*Text to read*
begin

Previously conventional methods for purifying water and waste water with chemicals such as chlorine compounds and recycling it for re-use are increasingly being replaced by ozone and UV-radiation treatment methods which do not have undesirable side effects on humans or on the environment. For instance, after ozone has accomplished its highly oxidizing effect it is converted into water.
By using a direct current multiplier in accordance with the invention, the relatively high voltage of the gas discharge lamp which is generally required for ignition is assured, while the comparatively low maintaining voltage is produced anyway without requiring special provisions.
With this method, in a gas discharge lamp depending on its gas contents, UV radiation is generated which is capable of emerging from the tube housing, which is of quartz or quartz glass, and upon meeting O2 is capable of generating O3 therefrom. Ozone is an extraordinarily powerful oxidizing agent for water treatment and can be added in any required amount to the water being purified.
This low-voltage generation of UV radiation accomplished with the method according to the invention is improved in terms of specific energy consumption and capital investment costs to such an extend that it is competitive, in its present state of development, with the corona discharge method. Gas discharge lamps and UV radiation lamps have previously been operated directly with alternating current from conventional supply mains (for instance at 220 V and 50 Hz) via low-voltage transformers and stabilizing chokes. For a quartz tube of a one-meter length and an inside diameter of 15 mm (wall thickness approximately 1.00 mm) of special quartz material, which is available in commerce under the name "Suprasil", and with a pair of standard spiral electrodes, the maintaining voltage amounts to approximately 90 V at a current of about 0.5 amp. For igniting the discharge, the spiral electrodes have to be preheated, for instance with the aid of the usual glow-starting principle used for fluorescent lamps. The UV radiation intensity in a first approximation obeys the sine-wave principle of the current and thus when averaged in time over the alternating current period is proportional to the arithmetical average value Iar of one-half a current wave. The electrical energy converted into useless heat in the tube is proportional to the effective value Ieff of the one-half current wave. The following equation applies:
Ieff /Iar =1/√2/2/π=1.11.
If the discharge tube experiences a flow not of a sinusoidal alternating current but rather of direct current, then Ieff /Iar would equal 1; in other words, there would be a savings of 11% with an identical radiation yield. In actual practice, the improvement using direct current operation is even very much greater. The gas discharge in the case of alternating current is extinguished even before the zero pause of the current and then resumes after this zero pause only when the sinusoidal mains voltage has increased to a certain reignition level. In the interim, no discharge occurs and accordingly no generation of radiation takes place.
Reignition necessitates a new buildup of the gas ionization, which was lost in the current pause as a result of the recombination of the charge carriers. The energy loss thereby occurring in radiation generation, which is avoidable by means of direct current operation, amounts to approximately 10 to 15%. Thus the radiation yield with direct current operation as compared to alternating current operation increases by approximately 20 to 25%.

end

*Rows from a dataset for labeling boxes*
begin

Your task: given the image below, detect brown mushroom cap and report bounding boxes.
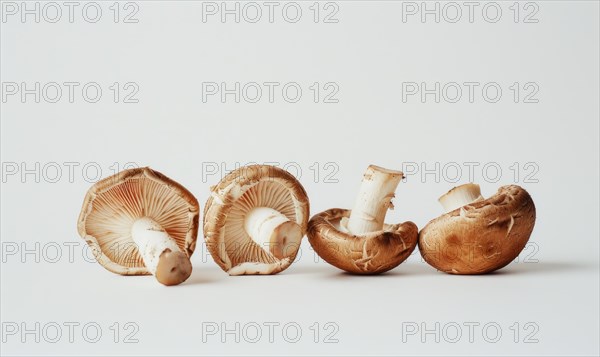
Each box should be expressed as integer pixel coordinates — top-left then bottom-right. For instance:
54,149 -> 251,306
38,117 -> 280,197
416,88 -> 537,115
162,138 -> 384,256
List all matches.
419,185 -> 535,274
307,208 -> 418,274
77,167 -> 200,275
204,165 -> 309,275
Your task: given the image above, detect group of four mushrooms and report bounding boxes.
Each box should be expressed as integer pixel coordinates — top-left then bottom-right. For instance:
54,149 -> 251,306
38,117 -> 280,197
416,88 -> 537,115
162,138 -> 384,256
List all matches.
77,165 -> 535,285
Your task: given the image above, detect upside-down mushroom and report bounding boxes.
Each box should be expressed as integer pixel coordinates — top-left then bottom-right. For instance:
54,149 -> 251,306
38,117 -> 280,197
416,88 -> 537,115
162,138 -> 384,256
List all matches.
419,184 -> 535,274
204,165 -> 309,275
308,165 -> 418,274
77,167 -> 199,285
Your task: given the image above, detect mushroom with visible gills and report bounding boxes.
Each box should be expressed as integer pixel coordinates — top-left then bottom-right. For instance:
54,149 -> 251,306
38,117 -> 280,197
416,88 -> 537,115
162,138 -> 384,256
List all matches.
419,183 -> 535,274
204,165 -> 309,275
77,167 -> 199,285
308,165 -> 418,274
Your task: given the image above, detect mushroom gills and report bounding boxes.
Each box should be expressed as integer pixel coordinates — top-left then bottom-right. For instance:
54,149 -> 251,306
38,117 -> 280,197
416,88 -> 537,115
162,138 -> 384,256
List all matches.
244,207 -> 302,259
341,165 -> 403,235
131,217 -> 192,285
438,183 -> 483,212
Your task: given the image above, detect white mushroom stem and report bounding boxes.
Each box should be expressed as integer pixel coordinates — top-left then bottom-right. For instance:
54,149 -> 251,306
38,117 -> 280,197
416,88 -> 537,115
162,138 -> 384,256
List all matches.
343,165 -> 404,235
438,183 -> 483,212
244,207 -> 302,259
131,217 -> 192,285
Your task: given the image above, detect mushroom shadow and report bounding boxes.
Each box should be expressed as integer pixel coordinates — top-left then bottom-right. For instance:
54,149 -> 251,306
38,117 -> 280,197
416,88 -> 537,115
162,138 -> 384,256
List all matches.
183,267 -> 227,285
284,263 -> 436,279
482,261 -> 598,276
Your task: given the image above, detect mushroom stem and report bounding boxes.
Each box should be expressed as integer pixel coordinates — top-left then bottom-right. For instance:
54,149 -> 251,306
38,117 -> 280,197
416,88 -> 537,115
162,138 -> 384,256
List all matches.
438,183 -> 483,212
347,165 -> 404,235
131,217 -> 192,285
244,207 -> 302,259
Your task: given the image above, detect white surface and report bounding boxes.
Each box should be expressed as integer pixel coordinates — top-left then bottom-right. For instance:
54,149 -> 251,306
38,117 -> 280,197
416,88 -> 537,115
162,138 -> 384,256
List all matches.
0,1 -> 600,355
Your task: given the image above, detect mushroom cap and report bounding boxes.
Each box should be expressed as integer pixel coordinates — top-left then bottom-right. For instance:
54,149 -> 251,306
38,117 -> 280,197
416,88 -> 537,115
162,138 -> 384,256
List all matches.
308,208 -> 419,274
77,167 -> 200,275
419,185 -> 535,274
204,165 -> 309,275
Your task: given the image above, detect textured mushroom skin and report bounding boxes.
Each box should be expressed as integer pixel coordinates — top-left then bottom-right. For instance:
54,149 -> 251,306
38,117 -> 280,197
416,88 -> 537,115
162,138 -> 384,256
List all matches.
419,185 -> 535,274
203,165 -> 309,275
77,167 -> 200,275
307,208 -> 418,274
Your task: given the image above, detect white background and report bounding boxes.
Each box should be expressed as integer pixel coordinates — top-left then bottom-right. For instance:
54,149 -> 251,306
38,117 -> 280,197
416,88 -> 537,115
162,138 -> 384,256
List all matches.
0,1 -> 600,356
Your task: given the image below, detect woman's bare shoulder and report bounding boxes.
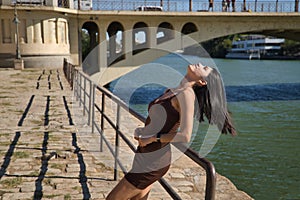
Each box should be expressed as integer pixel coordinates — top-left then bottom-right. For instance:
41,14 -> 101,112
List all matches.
177,87 -> 195,101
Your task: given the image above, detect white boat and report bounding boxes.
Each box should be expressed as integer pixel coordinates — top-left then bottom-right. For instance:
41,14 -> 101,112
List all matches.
226,35 -> 285,60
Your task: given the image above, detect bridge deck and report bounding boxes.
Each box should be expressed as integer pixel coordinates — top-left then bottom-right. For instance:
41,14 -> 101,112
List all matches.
0,69 -> 251,200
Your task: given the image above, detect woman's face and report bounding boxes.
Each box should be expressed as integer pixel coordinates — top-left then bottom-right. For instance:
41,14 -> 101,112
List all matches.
187,63 -> 213,81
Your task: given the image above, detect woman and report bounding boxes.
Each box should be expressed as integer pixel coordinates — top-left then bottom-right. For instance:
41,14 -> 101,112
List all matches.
107,64 -> 236,200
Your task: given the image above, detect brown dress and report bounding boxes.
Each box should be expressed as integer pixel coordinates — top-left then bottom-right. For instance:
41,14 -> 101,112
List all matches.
125,90 -> 180,189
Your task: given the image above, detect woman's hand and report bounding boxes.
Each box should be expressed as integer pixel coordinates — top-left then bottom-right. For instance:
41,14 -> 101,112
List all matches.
138,136 -> 156,147
134,127 -> 143,140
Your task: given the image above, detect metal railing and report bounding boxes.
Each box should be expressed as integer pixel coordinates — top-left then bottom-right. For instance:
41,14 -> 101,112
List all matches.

end

*Work instructions*
1. Return part of the passage on ozone and UV water treatment word for word, beginning at the words "Previously conventional methods" and stopping after "converted into water.".
2. Rewrite the listing as a JSON list of strings, one string per line and with blank lines left out. Include only the lines from the one that has "Your task: given the image above, detect bridge" through the final line of the listing.
The passage and the listing have no connection to each other.

*Task answers*
1.
Previously conventional methods for purifying water and waste water with chemicals such as chlorine compounds and recycling it for re-use are increasingly being replaced by ozone and UV-radiation treatment methods which do not have undesirable side effects on humans or on the environment. For instance, after ozone has accomplished its highly oxidizing effect it is converted into water.

2.
[
  "Your task: given the image above, detect bridge deck and report bounding boxes.",
  "Each box should be expressed as integer pixel coordinates — top-left then bottom-right. For instance:",
  "41,14 -> 101,112",
  "List all matches.",
  "0,69 -> 251,200",
  "Your task: given the image above, detect woman's face and report bounding boxes.",
  "Each box should be expressed as integer pixel coordinates — top-left then bottom-right. For instance:",
  "41,14 -> 101,112",
  "List all matches.",
  "187,63 -> 213,81",
  "Your task: given the image above, detect woman and report bounding boxes.",
  "Each box should be expressed as integer pixel coordinates — top-left then bottom-right. For instance:",
  "41,14 -> 101,112",
  "List all matches.",
  "107,64 -> 236,200",
  "Your task: given the image above, detect brown dress and report bounding boxes.",
  "Each box should be expressed as integer pixel coordinates — top-left then bottom-right. For instance:",
  "41,14 -> 101,112",
  "List all matches.",
  "125,90 -> 180,189",
  "Your task: given the image above, detect woman's hand and report bounding boxes.",
  "Each box should be expressed as integer pixel coordinates — top-left then bottom-right. For instance:",
  "41,14 -> 101,112",
  "List all matches.",
  "138,136 -> 156,147",
  "134,127 -> 143,140",
  "Your task: given the image above, detect metal railing and report bounding boxes.",
  "Each box should be expressed as integer pixel coordinates — top-left then bottom-right. For instance:",
  "41,14 -> 101,112",
  "List all matches."
]